#### EXERCISE DETAILS
Using the records below, write out again exactly the lines that begin at the line containing "Practice step: point at the treeline" and end at the line containing "Practice step: point at the thick", and no other lines.

#### INFORMATION PROVIDED
********************
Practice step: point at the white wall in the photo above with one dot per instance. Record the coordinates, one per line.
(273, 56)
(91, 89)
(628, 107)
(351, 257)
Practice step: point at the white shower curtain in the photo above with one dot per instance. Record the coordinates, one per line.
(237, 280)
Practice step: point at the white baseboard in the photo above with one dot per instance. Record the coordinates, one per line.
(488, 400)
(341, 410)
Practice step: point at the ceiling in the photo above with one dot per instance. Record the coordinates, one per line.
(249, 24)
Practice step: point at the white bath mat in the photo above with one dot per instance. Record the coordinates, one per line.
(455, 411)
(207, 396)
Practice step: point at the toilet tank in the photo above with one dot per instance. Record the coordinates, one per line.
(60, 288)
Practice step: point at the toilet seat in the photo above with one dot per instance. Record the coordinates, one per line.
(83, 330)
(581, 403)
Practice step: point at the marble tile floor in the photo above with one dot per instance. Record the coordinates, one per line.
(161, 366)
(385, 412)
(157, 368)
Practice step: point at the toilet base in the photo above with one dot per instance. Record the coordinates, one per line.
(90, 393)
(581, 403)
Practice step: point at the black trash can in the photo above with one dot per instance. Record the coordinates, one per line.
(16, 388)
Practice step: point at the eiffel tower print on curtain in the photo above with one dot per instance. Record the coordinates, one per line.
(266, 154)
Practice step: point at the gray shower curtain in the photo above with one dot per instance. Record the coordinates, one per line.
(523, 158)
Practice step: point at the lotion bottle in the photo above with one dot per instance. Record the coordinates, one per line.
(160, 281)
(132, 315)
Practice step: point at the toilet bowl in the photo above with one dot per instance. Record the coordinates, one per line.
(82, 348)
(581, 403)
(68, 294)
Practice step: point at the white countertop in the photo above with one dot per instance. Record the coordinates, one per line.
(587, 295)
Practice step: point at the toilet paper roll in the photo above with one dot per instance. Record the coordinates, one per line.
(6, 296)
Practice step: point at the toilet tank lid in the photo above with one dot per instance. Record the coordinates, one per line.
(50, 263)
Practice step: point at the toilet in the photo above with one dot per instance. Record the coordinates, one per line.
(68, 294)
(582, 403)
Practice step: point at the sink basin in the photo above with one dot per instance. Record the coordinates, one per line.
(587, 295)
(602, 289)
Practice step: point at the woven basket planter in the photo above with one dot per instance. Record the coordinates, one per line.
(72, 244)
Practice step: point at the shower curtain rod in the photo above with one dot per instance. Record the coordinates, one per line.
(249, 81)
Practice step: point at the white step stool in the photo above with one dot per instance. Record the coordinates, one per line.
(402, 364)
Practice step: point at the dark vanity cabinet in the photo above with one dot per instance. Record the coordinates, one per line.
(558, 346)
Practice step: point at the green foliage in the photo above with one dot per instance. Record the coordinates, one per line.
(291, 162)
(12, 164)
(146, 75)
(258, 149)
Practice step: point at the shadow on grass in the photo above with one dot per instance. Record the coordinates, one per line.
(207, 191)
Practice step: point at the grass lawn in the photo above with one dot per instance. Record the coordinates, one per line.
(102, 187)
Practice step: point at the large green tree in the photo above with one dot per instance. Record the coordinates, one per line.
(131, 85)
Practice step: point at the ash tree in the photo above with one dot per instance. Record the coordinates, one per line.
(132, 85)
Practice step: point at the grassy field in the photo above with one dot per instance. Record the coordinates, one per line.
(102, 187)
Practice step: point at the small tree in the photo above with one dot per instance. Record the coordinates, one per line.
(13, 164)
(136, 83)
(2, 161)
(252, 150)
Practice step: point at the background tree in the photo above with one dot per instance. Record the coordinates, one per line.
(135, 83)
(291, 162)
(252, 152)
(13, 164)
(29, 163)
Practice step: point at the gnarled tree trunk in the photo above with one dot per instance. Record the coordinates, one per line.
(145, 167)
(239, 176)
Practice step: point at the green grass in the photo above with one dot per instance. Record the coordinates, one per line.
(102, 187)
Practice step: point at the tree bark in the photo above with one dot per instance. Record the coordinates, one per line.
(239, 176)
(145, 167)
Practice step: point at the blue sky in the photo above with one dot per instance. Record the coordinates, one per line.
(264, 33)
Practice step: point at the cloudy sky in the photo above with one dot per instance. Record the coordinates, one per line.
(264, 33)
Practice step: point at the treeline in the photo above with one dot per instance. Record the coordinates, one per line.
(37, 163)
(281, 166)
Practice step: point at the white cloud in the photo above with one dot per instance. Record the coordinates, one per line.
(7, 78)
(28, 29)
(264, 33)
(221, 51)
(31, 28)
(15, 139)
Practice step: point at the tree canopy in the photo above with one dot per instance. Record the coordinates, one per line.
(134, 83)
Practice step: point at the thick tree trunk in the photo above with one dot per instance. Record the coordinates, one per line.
********************
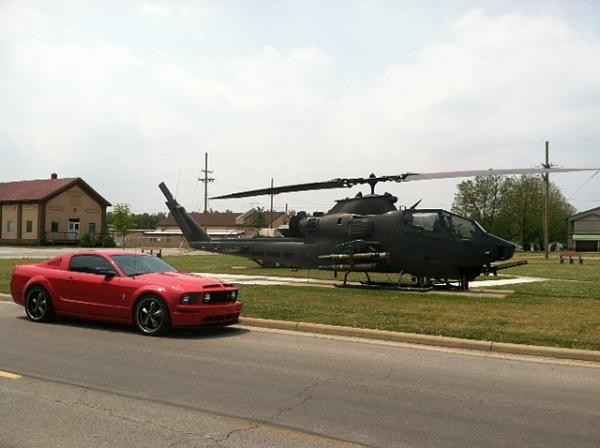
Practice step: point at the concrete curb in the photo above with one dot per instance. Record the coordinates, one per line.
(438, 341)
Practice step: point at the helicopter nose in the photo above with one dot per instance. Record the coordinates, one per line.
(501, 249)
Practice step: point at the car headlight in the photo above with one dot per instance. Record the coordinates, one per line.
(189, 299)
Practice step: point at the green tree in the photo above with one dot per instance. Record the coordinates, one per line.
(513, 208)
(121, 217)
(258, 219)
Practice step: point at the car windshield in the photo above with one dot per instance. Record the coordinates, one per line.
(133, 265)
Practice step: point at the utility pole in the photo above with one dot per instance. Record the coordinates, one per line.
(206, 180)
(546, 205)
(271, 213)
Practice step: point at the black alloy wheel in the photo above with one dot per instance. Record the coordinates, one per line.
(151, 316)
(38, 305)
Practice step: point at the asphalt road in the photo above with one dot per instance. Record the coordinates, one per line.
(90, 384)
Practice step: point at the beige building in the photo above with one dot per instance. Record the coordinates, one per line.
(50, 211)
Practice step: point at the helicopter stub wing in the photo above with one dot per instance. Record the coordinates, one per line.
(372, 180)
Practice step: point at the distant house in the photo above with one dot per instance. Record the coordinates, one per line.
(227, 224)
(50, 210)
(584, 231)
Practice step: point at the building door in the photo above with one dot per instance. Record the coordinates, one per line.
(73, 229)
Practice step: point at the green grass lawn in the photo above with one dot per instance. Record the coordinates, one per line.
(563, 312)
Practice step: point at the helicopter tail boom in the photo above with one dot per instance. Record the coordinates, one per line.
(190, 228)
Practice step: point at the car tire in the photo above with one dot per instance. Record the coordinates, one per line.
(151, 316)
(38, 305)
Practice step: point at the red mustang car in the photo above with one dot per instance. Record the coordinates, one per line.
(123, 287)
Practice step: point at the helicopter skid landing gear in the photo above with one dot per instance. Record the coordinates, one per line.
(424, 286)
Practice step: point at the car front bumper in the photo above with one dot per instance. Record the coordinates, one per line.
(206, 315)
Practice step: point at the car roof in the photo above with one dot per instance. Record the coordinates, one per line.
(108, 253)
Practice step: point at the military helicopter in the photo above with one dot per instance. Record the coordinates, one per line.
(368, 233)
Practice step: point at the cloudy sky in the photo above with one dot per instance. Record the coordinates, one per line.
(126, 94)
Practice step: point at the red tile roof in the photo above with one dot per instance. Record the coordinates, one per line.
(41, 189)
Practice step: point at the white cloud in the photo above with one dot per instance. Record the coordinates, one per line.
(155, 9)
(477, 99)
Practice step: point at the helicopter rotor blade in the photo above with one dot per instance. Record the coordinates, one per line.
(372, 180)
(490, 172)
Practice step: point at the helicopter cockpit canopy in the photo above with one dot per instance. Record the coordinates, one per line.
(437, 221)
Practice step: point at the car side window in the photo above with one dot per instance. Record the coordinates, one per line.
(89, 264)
********************
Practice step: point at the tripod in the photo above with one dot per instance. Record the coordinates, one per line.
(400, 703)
********************
#### EXERCISE RESULT
Practice step: point at the treeline in the photo above with one dot per instance. Record the coordinates, one per line.
(37, 163)
(281, 166)
Practice step: point at the white cloud in the photo above with one dot per instance. Record the coordinates, one per line.
(7, 78)
(28, 29)
(264, 33)
(221, 51)
(31, 28)
(15, 139)
Practice step: point at the tree canopy in the photo above with one dot per instance. Record the coordinates, one per line.
(134, 83)
Practice step: point at the thick tree trunk in the photo above with one dot per instance. Record the coordinates, one per line.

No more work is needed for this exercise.